▶ PROVIDED DATA
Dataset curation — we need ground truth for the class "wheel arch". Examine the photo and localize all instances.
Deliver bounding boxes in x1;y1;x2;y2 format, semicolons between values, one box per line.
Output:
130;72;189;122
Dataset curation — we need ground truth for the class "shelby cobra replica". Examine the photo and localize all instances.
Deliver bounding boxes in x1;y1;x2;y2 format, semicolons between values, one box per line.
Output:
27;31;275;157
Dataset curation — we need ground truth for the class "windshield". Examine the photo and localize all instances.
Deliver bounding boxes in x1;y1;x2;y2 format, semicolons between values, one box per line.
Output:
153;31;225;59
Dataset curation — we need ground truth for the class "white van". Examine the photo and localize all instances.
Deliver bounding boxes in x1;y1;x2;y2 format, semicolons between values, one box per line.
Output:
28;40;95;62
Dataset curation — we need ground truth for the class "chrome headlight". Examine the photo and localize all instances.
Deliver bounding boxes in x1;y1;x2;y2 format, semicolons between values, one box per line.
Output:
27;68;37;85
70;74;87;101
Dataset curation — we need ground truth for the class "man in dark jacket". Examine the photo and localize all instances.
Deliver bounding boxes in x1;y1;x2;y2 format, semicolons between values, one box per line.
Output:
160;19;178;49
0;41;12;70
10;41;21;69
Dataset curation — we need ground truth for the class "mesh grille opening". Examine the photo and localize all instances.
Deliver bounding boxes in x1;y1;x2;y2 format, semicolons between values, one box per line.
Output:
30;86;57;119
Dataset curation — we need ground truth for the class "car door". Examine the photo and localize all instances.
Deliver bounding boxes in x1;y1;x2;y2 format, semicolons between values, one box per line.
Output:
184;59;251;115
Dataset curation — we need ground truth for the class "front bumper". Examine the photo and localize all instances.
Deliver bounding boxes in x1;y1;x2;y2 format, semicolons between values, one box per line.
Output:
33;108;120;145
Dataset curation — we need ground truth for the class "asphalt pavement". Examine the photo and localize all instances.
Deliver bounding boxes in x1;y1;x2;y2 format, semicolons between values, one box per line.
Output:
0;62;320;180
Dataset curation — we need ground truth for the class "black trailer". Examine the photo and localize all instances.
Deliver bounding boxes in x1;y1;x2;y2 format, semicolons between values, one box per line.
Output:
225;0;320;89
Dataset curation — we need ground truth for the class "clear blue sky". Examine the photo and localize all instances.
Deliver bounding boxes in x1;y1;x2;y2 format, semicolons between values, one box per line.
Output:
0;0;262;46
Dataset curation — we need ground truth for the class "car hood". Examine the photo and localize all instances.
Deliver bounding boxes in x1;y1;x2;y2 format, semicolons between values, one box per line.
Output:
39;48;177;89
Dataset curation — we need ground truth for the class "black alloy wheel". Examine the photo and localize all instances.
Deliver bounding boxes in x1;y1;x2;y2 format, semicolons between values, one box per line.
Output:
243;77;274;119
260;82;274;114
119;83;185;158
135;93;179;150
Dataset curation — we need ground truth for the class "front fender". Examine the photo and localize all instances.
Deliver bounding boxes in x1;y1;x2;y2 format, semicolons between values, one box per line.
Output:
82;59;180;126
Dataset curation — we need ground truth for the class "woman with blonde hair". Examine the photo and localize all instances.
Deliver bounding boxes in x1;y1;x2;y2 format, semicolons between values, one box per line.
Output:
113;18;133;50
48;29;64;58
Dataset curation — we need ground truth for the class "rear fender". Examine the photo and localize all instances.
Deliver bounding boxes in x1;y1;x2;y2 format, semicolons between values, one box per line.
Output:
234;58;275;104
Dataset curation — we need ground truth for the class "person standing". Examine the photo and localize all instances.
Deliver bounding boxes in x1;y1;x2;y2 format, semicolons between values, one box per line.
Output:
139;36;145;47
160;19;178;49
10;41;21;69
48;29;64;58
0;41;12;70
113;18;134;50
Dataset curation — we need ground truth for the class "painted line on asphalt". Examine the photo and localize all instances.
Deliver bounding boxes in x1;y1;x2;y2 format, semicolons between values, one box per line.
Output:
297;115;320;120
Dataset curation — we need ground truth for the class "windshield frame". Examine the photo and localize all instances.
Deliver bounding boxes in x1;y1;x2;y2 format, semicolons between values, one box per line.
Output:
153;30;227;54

▶ WORK TO DO
Count the lines above that contain the string "windshield", treating the match as case-sensitive. Report only the number.

▶ OUTPUT FOR THIS EXERCISE
2